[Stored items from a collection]
------------------------------------

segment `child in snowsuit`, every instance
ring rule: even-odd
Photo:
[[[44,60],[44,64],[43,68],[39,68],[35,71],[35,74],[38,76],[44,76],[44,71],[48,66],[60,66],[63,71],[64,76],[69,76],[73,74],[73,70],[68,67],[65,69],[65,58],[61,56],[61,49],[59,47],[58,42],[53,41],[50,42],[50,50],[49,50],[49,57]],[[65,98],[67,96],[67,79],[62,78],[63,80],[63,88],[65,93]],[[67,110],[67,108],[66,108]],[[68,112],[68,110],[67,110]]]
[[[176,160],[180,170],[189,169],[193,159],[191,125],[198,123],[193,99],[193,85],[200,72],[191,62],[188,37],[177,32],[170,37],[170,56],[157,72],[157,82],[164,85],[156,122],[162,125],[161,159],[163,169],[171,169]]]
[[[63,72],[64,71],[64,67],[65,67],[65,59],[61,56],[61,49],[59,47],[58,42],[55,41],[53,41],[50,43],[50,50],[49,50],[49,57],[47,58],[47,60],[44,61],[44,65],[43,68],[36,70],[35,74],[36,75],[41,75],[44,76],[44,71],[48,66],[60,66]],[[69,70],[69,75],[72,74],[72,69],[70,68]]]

------------------------------------

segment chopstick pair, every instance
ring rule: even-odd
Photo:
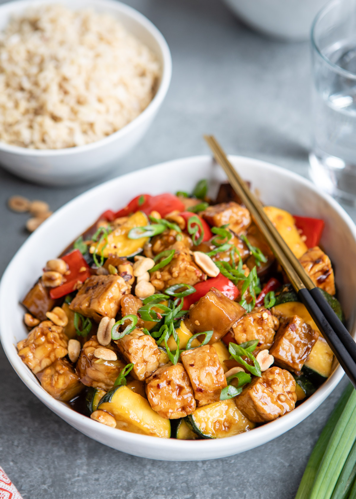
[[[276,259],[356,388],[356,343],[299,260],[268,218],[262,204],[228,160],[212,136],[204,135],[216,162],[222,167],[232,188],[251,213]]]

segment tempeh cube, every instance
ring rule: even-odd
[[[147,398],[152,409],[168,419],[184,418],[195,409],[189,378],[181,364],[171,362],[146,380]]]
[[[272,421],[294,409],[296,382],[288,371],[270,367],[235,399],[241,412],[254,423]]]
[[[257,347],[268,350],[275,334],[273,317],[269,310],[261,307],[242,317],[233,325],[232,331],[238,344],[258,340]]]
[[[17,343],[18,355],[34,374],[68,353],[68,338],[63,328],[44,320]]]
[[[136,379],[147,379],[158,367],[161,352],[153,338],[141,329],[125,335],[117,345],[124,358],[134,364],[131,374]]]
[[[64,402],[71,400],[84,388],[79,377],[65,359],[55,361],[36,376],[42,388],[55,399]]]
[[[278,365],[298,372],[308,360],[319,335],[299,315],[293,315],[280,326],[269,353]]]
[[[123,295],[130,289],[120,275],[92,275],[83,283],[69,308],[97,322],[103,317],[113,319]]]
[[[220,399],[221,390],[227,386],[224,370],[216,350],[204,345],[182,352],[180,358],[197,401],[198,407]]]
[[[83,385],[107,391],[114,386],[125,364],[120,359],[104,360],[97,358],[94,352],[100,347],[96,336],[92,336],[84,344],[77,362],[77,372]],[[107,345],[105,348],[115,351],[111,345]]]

------------------------------------

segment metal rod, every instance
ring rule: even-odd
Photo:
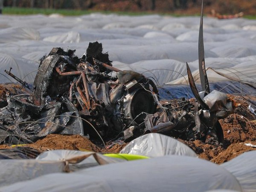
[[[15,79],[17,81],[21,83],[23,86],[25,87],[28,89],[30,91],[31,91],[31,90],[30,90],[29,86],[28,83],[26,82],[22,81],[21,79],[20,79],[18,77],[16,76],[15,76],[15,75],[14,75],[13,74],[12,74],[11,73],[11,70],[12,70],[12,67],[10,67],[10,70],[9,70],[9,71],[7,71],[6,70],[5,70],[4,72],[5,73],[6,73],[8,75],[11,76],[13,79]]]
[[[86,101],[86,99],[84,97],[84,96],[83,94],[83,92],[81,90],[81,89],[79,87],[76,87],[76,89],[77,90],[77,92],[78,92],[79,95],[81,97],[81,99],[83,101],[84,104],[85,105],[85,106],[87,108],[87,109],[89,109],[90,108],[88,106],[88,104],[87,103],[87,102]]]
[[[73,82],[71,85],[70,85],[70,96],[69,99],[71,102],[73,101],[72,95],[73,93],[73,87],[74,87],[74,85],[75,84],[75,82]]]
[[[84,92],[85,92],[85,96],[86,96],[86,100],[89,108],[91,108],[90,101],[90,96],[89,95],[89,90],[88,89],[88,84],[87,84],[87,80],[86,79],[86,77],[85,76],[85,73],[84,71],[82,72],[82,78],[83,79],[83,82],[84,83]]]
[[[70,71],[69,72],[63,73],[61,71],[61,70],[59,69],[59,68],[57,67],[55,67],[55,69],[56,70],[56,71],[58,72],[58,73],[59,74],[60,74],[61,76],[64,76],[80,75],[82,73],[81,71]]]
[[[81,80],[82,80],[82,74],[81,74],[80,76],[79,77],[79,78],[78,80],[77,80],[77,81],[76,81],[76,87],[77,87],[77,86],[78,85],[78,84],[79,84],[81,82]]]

------------------------------------

→ Exercise directions
Show every line of the material that contains the string "instance", matching case exactly.

→ Final result
segment `child in snowsuit`, every instance
segment chopstick pair, every instance
segment tempeh cube, every instance
segment metal rod, every instance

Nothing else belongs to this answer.